Selected extract:
--------
Comment by Maxatar

8 days ago

There's nothing shocking about this. The vast majority of software/source code is pretty terrible anyways, code that is full of bugs, slow to use, has little to no automated tests and very hard to maintain.

To the extent that it gets fixed or works at all, it's not because of competent developers doing rigorous analysis of the software, it's because either someone testing it or using it gets annoyed, reports an issue, and then that specific issue gets patched out.

If using LLMs to perform a similar function shocks you, then you should have been shocked already by the proliferation of pretty bad software for the better part of the last couple of decades.

So many criticisms of LLMs assume that people have been writing software very diligently, applying a high standard of engineering, subjecting the code to a battery of rigorous tests, passing it through a strict review process... and that does happen for some software, especially software that is commonly used, but it's not true for the vast majority of software developed.

AI is no good, but neither are people, isn’t a great sales pitch.

I think for small tools that people want to make for themselves, that’s great. Where I see a problems are when other people and money get involved. If something goes wrong, who is accountable? Claude wrote it, Claude reviewed it, Claude submitted the PR… yet Claude can’t have any real accountability.

  • "A computer can never be held accountable

    Therefore a computer must never make a management decision"

    -- Internal IBM training manual, 1979

  • I think small tools people make for themselves is realistically less than 1% of software produced. Most of the code, and - to the GP’s point - bad code, is produced in corporations with plenty of money and budget.

    There is just such a tremendous amount of waste at every company, in that the headcount and software expands to fill the budget. I’m not defending Elon, but look at how much he slashed from X (80% or so?) and the company still has its core product functioning and an active user base.
--------
Provided data:
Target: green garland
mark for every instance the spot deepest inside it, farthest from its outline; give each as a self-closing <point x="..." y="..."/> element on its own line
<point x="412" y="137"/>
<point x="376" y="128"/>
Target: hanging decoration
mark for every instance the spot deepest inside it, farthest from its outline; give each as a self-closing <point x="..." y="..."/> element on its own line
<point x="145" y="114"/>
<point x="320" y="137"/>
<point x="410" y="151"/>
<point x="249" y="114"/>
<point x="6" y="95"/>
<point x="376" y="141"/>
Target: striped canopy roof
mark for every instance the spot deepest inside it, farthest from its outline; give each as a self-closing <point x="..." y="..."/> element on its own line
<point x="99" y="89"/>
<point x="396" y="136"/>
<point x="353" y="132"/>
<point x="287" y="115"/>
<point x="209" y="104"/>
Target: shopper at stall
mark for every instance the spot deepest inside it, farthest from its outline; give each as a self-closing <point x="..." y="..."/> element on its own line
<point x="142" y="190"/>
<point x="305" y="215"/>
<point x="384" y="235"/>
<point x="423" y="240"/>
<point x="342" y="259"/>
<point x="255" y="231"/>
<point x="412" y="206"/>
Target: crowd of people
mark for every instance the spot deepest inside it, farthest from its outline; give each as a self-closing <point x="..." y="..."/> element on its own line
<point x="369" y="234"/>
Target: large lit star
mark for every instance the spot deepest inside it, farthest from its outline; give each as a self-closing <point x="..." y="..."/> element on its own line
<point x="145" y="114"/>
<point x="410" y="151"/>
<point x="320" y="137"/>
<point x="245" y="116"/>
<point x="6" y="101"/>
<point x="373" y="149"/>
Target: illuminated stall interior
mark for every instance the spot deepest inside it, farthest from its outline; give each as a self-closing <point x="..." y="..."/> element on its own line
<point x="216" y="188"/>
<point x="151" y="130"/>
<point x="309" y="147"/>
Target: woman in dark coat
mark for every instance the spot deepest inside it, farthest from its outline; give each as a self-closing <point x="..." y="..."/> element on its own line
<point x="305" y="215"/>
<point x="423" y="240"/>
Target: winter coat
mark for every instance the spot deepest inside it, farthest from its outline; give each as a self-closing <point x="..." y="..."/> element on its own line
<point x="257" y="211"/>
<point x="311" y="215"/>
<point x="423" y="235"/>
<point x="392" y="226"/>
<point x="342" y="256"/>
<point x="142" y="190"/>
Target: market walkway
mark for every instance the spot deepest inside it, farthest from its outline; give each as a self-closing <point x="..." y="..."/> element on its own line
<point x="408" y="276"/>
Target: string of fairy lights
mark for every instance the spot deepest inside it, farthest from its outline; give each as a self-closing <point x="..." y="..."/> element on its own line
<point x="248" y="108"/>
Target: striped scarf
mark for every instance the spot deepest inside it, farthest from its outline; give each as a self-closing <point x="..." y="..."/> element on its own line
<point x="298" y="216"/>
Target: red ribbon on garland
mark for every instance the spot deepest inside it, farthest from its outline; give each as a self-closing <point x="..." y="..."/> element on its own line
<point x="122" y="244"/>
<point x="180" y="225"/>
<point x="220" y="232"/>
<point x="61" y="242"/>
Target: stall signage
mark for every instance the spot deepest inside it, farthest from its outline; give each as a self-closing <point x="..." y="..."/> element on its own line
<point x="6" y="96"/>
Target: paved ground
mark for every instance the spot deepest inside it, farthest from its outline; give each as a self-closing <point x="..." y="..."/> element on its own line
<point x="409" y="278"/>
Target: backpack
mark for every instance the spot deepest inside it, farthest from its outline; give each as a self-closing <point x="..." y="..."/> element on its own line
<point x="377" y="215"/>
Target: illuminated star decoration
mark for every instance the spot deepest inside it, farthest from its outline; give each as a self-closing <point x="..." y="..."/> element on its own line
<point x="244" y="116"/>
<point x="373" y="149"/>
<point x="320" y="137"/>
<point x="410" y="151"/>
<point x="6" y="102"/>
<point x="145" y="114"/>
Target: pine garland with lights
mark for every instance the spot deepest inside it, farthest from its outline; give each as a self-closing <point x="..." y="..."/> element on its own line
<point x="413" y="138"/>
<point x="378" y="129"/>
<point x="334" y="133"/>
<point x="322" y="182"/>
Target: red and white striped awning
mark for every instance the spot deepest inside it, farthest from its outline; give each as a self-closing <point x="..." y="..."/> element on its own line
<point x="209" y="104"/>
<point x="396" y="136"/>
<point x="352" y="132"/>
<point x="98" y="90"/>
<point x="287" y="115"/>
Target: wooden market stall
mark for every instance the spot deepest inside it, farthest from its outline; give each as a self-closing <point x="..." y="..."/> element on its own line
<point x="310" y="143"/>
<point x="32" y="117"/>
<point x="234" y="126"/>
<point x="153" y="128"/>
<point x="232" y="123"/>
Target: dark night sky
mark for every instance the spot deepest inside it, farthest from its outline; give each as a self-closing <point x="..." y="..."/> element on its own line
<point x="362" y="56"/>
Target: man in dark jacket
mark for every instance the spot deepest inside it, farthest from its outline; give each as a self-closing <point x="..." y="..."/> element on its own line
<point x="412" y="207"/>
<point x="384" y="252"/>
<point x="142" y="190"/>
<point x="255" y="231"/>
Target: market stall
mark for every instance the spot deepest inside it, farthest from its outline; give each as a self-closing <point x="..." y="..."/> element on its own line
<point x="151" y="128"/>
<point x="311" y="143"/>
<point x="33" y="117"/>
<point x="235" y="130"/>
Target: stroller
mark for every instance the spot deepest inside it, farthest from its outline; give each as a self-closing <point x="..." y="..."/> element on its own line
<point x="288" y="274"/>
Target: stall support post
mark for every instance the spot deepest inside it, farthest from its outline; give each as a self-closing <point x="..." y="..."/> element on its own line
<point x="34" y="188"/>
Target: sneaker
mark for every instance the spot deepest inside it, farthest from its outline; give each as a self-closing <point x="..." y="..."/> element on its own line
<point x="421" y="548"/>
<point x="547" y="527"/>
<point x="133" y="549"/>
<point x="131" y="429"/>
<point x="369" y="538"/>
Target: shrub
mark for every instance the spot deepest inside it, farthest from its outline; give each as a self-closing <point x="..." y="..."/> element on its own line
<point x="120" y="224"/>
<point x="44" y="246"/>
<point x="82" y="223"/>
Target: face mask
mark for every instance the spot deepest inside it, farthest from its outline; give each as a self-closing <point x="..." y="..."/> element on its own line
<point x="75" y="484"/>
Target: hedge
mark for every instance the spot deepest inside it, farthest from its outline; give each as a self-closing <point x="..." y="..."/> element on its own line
--------
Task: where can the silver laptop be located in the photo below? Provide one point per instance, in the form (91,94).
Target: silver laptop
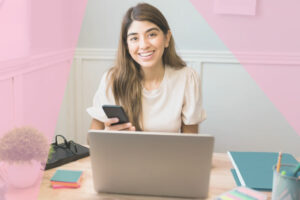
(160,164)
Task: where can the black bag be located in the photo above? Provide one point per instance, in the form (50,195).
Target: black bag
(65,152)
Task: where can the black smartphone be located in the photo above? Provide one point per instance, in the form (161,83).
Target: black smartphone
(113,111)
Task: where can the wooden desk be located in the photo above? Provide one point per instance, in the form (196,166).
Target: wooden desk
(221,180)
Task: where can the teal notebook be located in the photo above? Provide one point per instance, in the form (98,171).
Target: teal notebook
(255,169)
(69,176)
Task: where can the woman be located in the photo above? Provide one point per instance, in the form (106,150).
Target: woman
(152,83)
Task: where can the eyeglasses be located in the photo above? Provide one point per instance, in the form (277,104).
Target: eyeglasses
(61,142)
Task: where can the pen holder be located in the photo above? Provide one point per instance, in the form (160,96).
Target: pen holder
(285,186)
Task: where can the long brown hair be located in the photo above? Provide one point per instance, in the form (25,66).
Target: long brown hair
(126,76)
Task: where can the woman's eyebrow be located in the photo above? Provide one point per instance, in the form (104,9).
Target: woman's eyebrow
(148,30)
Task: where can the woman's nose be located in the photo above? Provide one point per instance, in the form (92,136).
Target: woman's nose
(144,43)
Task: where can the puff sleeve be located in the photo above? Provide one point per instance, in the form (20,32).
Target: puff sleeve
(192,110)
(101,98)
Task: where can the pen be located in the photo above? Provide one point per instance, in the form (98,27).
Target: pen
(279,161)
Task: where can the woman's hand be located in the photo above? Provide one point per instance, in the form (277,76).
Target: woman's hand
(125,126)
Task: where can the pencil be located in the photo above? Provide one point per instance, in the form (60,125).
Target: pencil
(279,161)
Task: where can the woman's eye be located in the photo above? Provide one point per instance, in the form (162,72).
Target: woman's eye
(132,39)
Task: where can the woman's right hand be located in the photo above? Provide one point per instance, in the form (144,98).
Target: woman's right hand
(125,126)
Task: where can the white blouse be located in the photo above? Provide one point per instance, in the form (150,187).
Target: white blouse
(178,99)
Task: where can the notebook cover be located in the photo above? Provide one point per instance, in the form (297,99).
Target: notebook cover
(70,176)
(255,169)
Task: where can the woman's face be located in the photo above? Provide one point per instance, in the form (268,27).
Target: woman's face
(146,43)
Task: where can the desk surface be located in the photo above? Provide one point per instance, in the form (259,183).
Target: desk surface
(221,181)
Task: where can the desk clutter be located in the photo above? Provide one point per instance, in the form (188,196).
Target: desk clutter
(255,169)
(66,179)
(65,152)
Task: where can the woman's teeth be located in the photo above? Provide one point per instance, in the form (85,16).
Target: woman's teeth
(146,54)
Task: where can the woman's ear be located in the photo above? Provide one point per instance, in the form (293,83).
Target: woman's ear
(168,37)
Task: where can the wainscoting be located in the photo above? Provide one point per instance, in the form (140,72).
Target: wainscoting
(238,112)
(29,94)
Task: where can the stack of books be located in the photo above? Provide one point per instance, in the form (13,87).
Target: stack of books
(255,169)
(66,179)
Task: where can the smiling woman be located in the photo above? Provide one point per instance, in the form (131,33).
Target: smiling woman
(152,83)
--------
Tasks to carry out:
A – Please rewrite the forum thread starting at "To the extent" and ending at "gets patched out.", swapping "issue" for "bug".
B – In the forum thread, what source is credited for the statement that a computer can never be held accountable?
C – Pick up the forum thread about software quality and LLMs, and continue writing it after its final sentence.
The lines above play no part in this work.

Responses by item number:
A –
To the extent that it gets fixed or works at all, it's not because of competent developers doing rigorous analysis of the software, it's because either someone testing it or using it gets annoyed, reports an bug, and then that specific bug gets patched out.

B – An internal IBM training manual from 1979.

C –
    There is a ton of software (especially internal) at essentially every company that also is low accountability before Claude. “Oh Ted built that but he’s working on a new important project. I understand it’s broken and that’s impacting you but we won’t be able to prioritize this until next quarter at least. Can you set up a meeting next month to discuss?”

    Honestly the outcome for all of these LLMs is indeed is likely a higher amount of software with no accountability, but it’s also an improved ability to juggle more of that software to the same (realistically low) standard.

  • It's an absolutely phenomenal sales pitch to executives. A ton of automation is sold on the basis that it's probably not going to be as good as having a dedicated person do it, but that automation leads to much lower maintenance scales better, is more deterministic and reproducible.

> little to no automated tests

I'm still amazed people don't achieve extremely high test quality, since you get tests "for free" now.

One of the limitations of testing were always that people "design" things so they're hard to test.

And then they argue "This can't be tested", or "Refactoring this for testing is not worth it."

It is now. Yet, I work on codebases with no tests and lots of yolo co-authoring.

  • You get quantity of tests, but the tests are not good quality by default, at all.

    • I’m not sure how you can say something general about the quality of tests unless you mean by simply prompting “make tests” or similar.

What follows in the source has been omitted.